What to work on – Turn every one of the lines below into a JSON list of strings, one string per line, leaving out any blank lines.

(Entries from a point annotation set)
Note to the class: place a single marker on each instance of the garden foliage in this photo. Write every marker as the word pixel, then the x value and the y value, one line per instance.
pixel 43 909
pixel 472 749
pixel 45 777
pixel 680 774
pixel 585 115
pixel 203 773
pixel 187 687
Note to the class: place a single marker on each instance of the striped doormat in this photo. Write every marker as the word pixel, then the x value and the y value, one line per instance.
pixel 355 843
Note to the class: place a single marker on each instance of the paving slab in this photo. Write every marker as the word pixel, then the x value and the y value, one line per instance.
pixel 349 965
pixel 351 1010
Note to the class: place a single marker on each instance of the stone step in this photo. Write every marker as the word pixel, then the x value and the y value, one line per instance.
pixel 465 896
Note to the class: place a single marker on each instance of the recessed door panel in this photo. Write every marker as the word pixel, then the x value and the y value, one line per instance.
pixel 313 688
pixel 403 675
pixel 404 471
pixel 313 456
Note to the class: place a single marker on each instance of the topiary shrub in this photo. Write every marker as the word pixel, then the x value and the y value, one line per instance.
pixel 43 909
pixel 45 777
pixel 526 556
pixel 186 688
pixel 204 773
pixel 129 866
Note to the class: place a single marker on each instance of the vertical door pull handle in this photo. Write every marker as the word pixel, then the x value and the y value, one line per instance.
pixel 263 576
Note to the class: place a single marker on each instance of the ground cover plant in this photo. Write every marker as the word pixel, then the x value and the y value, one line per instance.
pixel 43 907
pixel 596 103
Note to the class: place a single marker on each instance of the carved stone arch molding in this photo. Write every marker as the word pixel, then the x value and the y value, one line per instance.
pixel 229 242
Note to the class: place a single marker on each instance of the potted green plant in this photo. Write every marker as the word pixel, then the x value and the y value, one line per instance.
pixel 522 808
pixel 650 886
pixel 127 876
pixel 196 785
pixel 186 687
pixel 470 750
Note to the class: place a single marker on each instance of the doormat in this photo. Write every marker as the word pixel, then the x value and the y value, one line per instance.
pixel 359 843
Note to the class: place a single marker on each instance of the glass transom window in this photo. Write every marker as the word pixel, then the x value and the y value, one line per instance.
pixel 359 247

Correct output –
[
  "Note to the class: place a single marker on each instance of the garden foliage in this photo. Write every marker as the word pixel, then the x value and the y value, one line per instance.",
  "pixel 43 909",
  "pixel 472 749",
  "pixel 45 777",
  "pixel 680 774",
  "pixel 585 115",
  "pixel 203 773",
  "pixel 187 687",
  "Note to the class: place a single marker on each instance of the striped doormat in this photo. Write every marker as the word pixel, then the x value and the y value, one line per instance.",
  "pixel 355 843",
  "Note to the class: place a single marker on each instance of the paving slab in this photo. Write every marker as the word pixel, then the x value and the y value, one line per instance.",
  "pixel 349 965",
  "pixel 351 1010",
  "Note to the class: place a single marker on each instance of the stone step in this photo. Write every marker as the word pixel, then the x value and the y value, one line per instance.",
  "pixel 465 896",
  "Note to the class: place a single marker on each instance of the recessed door panel in this photo. Write every marker as the word pixel, then the x value and the y value, one line per instance.",
  "pixel 313 688",
  "pixel 403 675",
  "pixel 404 471",
  "pixel 313 456",
  "Note to the class: place a single marker on each instance of the topiary shrub in this photo. Write every marker as the word pixel, then the x value and the y value, one line per instance.",
  "pixel 43 909",
  "pixel 45 777",
  "pixel 526 556",
  "pixel 186 688",
  "pixel 204 773",
  "pixel 129 866",
  "Note to the class: place a single marker on each instance of the vertical door pull handle in this photo. Write every marker as the word pixel, then the x value and the y value, one line per instance.",
  "pixel 263 576",
  "Note to the class: place a single marker on each instance of the ground cover plant in this photo. Write every marker as the word pixel, then the x value and the y value, one line per instance.",
  "pixel 43 907",
  "pixel 596 103",
  "Note to the class: place a single marker on each instance of the carved stone arch molding in this photo. Write every marker as the word pixel, then the x value and the y value, one line per instance.",
  "pixel 229 242",
  "Note to the class: place a single marker on each instance of the potted green plant in this photo. Write every marker as the word pixel, then the x value and the y value, one line per instance.",
  "pixel 522 808",
  "pixel 650 886",
  "pixel 127 876",
  "pixel 196 785",
  "pixel 186 687",
  "pixel 470 750",
  "Note to the class: place a single marker on each instance of the doormat in this photo. Write every marker as the word pixel, then the x value and the y value, one line per instance.",
  "pixel 359 843",
  "Note to the class: place a single marker on each instance of the glass transom window in this photo. Write every marker as the word pixel, then the x value and the y value, one line per instance.",
  "pixel 359 247"
]